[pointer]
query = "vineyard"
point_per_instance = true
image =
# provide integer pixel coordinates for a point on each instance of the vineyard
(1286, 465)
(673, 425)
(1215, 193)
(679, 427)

....

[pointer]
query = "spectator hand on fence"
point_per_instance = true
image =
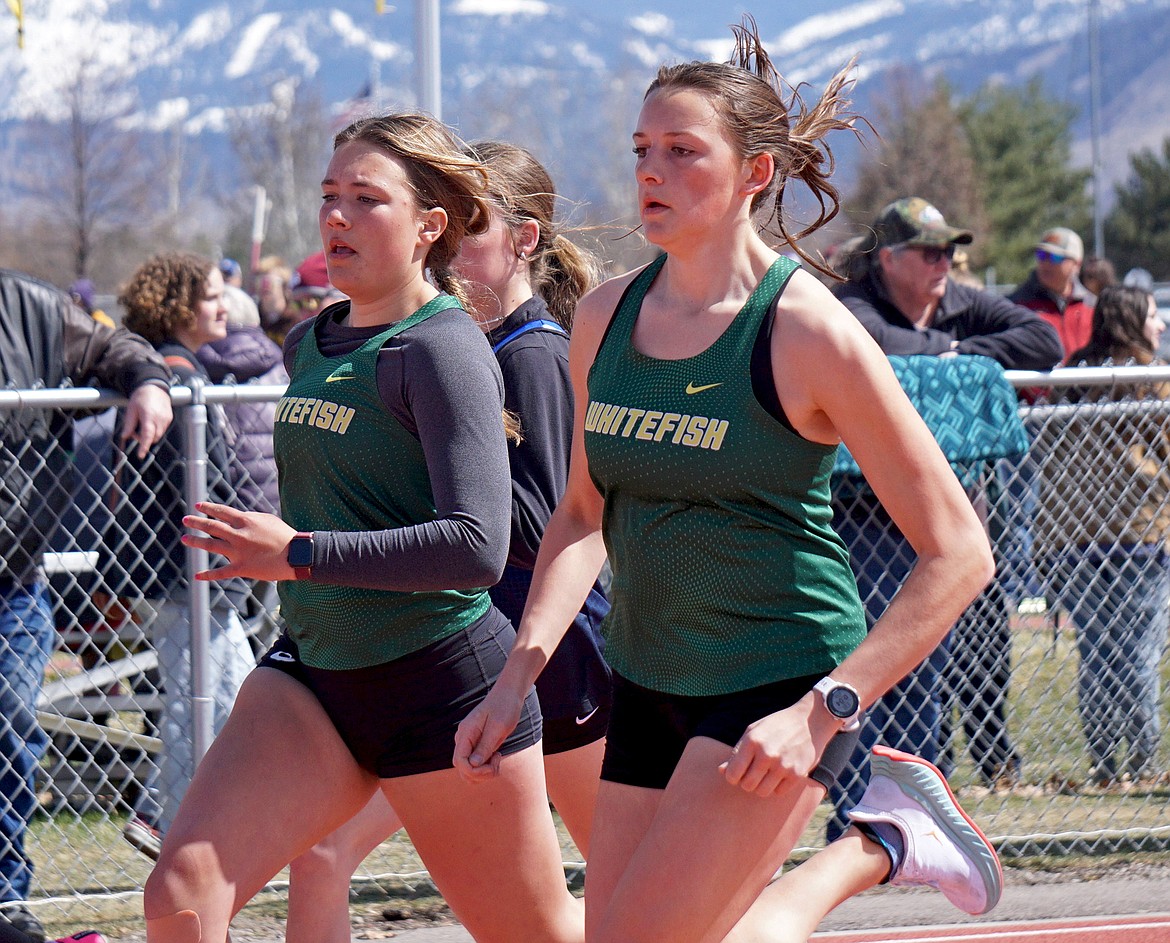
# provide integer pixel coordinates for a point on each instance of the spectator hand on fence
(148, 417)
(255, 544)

....

- WHAT YOU ARE ASKED TO DO: How many lines in the records above contain the string "integer"? Reply with the number alone.

- SOLUTION BELOW: 2